▸ **WORK REQUEST**:
Every entry below, from first to last, should be copied exactly.

▸ **INFORMATION GIVEN**:
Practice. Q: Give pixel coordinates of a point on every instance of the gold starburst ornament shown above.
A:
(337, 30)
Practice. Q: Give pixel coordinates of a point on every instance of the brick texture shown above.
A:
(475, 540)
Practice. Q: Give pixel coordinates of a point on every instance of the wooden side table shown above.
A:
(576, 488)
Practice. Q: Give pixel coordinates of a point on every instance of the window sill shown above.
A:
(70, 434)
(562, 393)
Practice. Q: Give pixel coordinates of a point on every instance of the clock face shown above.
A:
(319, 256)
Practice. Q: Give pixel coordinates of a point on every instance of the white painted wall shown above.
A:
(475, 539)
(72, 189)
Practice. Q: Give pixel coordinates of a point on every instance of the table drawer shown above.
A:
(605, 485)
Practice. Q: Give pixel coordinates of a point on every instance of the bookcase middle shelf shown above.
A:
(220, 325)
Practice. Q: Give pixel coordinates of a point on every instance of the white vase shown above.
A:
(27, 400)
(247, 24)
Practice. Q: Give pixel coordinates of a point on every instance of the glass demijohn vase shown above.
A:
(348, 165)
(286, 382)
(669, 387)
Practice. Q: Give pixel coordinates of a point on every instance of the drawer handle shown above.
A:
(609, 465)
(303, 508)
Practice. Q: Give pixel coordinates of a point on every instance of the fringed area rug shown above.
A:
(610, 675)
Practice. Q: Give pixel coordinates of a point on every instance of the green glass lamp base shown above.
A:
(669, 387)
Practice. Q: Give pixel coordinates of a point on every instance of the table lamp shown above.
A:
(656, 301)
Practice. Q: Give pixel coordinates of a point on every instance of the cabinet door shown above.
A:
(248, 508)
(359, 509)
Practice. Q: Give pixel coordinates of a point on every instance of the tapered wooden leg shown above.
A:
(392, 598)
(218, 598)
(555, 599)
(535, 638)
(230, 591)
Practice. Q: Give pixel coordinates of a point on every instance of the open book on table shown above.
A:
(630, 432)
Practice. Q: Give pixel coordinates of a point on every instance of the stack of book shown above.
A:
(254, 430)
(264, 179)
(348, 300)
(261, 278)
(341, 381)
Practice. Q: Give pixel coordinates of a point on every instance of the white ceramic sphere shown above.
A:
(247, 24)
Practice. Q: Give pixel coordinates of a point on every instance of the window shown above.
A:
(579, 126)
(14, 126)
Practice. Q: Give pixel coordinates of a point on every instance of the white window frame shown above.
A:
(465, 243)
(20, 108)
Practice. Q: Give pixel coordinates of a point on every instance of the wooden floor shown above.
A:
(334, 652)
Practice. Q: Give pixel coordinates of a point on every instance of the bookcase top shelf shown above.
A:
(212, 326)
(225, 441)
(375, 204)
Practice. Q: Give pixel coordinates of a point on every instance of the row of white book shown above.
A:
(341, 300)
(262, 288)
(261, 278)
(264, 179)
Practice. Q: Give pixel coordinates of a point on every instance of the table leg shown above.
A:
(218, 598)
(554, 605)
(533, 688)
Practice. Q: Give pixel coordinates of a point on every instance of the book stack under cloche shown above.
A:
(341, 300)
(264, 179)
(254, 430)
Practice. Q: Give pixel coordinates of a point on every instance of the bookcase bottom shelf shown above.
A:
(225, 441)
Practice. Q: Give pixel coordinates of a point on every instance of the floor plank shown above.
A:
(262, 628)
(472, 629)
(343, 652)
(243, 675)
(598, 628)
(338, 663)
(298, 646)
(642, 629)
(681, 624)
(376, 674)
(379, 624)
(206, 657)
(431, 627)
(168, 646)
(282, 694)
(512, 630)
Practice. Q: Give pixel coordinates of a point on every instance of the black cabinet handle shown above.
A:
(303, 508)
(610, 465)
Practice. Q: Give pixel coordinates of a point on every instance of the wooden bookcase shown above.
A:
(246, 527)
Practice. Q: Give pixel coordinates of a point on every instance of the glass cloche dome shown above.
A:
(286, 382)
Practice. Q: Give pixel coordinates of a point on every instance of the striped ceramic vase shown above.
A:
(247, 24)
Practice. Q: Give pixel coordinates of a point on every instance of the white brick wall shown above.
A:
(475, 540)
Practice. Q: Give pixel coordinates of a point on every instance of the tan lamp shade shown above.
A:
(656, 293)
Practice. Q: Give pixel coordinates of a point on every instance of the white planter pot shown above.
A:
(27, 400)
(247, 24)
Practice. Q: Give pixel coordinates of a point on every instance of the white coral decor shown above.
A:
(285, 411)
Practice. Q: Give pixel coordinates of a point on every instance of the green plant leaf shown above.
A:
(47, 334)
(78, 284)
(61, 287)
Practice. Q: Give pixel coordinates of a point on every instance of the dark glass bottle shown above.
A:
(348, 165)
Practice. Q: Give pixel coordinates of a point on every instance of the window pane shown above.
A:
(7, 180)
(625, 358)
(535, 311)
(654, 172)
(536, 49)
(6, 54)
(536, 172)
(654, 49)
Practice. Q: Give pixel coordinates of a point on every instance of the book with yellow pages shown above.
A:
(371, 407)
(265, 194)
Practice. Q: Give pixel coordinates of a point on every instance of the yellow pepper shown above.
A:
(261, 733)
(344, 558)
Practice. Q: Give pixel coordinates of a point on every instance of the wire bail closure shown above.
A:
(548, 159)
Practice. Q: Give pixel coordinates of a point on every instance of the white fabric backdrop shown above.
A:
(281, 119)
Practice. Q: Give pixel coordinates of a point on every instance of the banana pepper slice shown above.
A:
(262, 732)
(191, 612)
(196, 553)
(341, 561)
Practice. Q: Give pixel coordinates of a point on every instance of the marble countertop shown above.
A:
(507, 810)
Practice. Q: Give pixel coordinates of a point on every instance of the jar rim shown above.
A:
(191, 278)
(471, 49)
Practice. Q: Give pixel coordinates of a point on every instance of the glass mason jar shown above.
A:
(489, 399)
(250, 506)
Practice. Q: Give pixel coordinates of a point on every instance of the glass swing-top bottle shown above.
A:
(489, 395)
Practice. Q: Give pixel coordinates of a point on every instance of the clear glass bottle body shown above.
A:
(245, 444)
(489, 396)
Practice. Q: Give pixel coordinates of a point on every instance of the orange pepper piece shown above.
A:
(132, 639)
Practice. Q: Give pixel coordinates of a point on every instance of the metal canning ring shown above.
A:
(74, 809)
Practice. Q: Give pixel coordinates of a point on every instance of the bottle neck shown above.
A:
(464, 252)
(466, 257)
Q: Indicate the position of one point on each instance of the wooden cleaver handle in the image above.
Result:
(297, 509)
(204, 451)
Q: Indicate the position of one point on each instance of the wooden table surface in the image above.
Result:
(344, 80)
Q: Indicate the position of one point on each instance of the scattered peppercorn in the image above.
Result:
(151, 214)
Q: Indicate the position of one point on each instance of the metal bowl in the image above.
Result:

▸ **WRITTEN SOLUTION**:
Practice. Q: Give pixel coordinates of a point on every instance of the gold starburst ornament shown above.
A:
(337, 30)
Practice. Q: Give pixel coordinates of a point on every instance of the brick texture shown above.
A:
(475, 540)
Practice. Q: Give pixel coordinates of a point on every instance of the wooden side table shown above.
A:
(576, 488)
Practice. Q: Give pixel coordinates of a point on every instance of the window sill shown above.
A:
(70, 434)
(562, 393)
Practice. Q: Give pixel coordinates of a point on every instance of the clock face shown above.
A:
(319, 256)
Practice. Q: Give pixel coordinates of a point on every instance of the white painted wall shown above.
A:
(475, 539)
(72, 189)
Practice. Q: Give pixel coordinates of a point on every instance of the table drawer shown above.
A:
(605, 485)
Practice. Q: Give pixel coordinates of a point on every instance of the bookcase middle shelf shown above.
A:
(220, 325)
Practice. Q: Give pixel coordinates of a point on every instance of the white vase shown above.
A:
(27, 400)
(247, 24)
Practice. Q: Give pixel coordinates of a point on every instance of the glass demijohn vase shown above.
A:
(348, 165)
(286, 382)
(669, 387)
Practice. Q: Give pixel coordinates of a point on every instance of the drawer handle shown above.
A:
(609, 465)
(303, 508)
Practice. Q: Give pixel coordinates of a point on every instance of the fringed area rug shown above.
A:
(610, 675)
Practice. Q: Give pixel coordinates of a point on every instance of the green glass lamp base shown above.
A:
(669, 387)
Practice. Q: Give pixel coordinates of a point on every instance of the table lamp shown above.
A:
(656, 301)
Practice. Q: Give pixel coordinates of a point on every instance of the cabinet door shown above.
A:
(248, 508)
(359, 509)
Practice. Q: Give pixel coordinates of a point on every instance of the tapered wooden leg shown above.
A:
(392, 598)
(218, 598)
(555, 599)
(535, 638)
(230, 591)
Practice. Q: Give pixel coordinates of a point on every instance of the open book on table shown above.
A:
(630, 432)
Practice. Q: Give pixel coordinates of a point on every instance of the stack of book shown above.
A:
(254, 430)
(264, 179)
(348, 300)
(261, 278)
(341, 381)
Practice. Q: Give pixel coordinates of a point on every instance of the white ceramic sphere shown above.
A:
(247, 24)
Practice. Q: Give pixel coordinates of a point on every instance of the window shown above.
A:
(579, 126)
(14, 126)
Practice. Q: Give pixel coordinates of a point on every instance of the white window frame shown above.
A:
(465, 243)
(20, 108)
Practice. Q: Give pixel coordinates of a point on every instance of the wooden floor shown above.
A:
(334, 652)
Practice. Q: Give pixel coordinates of a point on every instance of the bookcase top shelf shown above.
A:
(212, 326)
(225, 441)
(375, 204)
Practice. Q: Give pixel coordinates of a point on every instance of the row of white book shown above.
A:
(341, 300)
(262, 288)
(261, 278)
(264, 179)
Practice. Q: Give pixel coordinates of a point on every instance of the table leg shown above.
A:
(218, 598)
(554, 605)
(533, 688)
Practice. Q: Give pixel coordinates of a point on every instance of the book stack under cloche shown above.
A:
(341, 300)
(264, 179)
(254, 430)
Practice. Q: Give pixel coordinates of a point on every instance of the bookcase bottom shelf shown above.
A:
(225, 441)
Practice. Q: Give pixel coordinates of a point on every instance of the floor plank shown above.
A:
(262, 628)
(472, 629)
(343, 652)
(243, 675)
(598, 628)
(338, 663)
(298, 646)
(642, 629)
(681, 624)
(376, 674)
(379, 624)
(206, 657)
(431, 627)
(168, 646)
(282, 694)
(512, 630)
Practice. Q: Give pixel coordinates of a point on every instance of the black cabinet handle shown above.
A:
(303, 508)
(610, 465)
Practice. Q: Give pixel coordinates of a point on every instance of the wooden bookcase shown above.
A:
(246, 527)
Practice. Q: Give pixel coordinates of a point on every instance of the glass cloche dome shown above.
A:
(286, 382)
Practice. Q: Give pixel coordinates of a point on every instance of the striped ceramic vase shown above.
A:
(247, 24)
Practice. Q: Give pixel coordinates of a point on every instance of the white brick wall shown above.
A:
(475, 540)
Practice. Q: Give pixel coordinates of a point on every instance of the tan lamp shade shown above.
A:
(656, 293)
Practice. Q: Give pixel coordinates of a point on every instance of the white planter pot shown above.
A:
(27, 400)
(247, 24)
Practice. Q: Give pixel coordinates of a point on every instance of the white coral decor shown above.
A:
(285, 411)
Practice. Q: Give pixel coordinates of a point on every instance of the green plant leaf shown above.
A:
(47, 334)
(78, 284)
(61, 287)
Practice. Q: Give pixel coordinates of a point on every instance of the dark glass bottle shown above.
A:
(348, 165)
Practice. Q: Give pixel coordinates of a point on every instance of the window pane shown above.
A:
(7, 180)
(625, 358)
(535, 311)
(654, 172)
(536, 49)
(6, 54)
(536, 172)
(654, 49)
Practice. Q: Give pixel coordinates of a point on every instance of the book with yellow pages shown above.
A:
(371, 407)
(265, 194)
Practice. Q: Give pixel coordinates of a point on every instance of the yellow pepper shown above.
A:
(261, 733)
(344, 558)
Practice. Q: Give pixel coordinates of a point on every instance of the wire bail closure shown above.
A:
(548, 159)
Practice. Q: Give pixel coordinates of a point on every instance of the white fabric backdrop shown above.
A:
(281, 119)
Practice. Q: Give pixel coordinates of a point on every instance of the banana pepper slice shown above.
A:
(262, 732)
(191, 612)
(196, 553)
(341, 561)
Practice. Q: Give pixel coordinates of a point on every instance of the marble countertop shown above.
A:
(507, 810)
Practice. Q: Give pixel coordinates of a point on every instance of the jar rim shown above.
A:
(191, 278)
(471, 49)
Practice. Q: Give pixel coordinates of a point on every instance of the glass mason jar shown above.
A:
(489, 399)
(250, 506)
Practice. Q: Give pixel coordinates of a point on every instance of the glass swing-top bottle shown above.
A:
(489, 395)
Practice. Q: Give pixel coordinates of a point on every instance of the clear glass bottle body shown above.
A:
(245, 444)
(489, 396)
Practice. Q: Give pixel coordinates of a point on every instance of the orange pepper piece shown above.
A:
(132, 639)
Practice. Q: Give pixel coordinates of a point on every instance of the metal canning ring shown above.
A:
(74, 809)
Practice. Q: Give pixel coordinates of a point on every instance of the bottle neck shown above.
A:
(464, 252)
(466, 257)
Q: Indicate the position of one point on each instance of the wooden cleaver handle in the image above.
Result:
(297, 509)
(204, 451)
Q: Indicate the position of one point on each instance of the wooden table surface in the image above.
Result:
(344, 80)
Q: Indicate the position of one point on each instance of the scattered peppercorn in the image above.
Result:
(151, 214)
Q: Indicate the position of one point on each instance of the metal bowl in the image above.
Result:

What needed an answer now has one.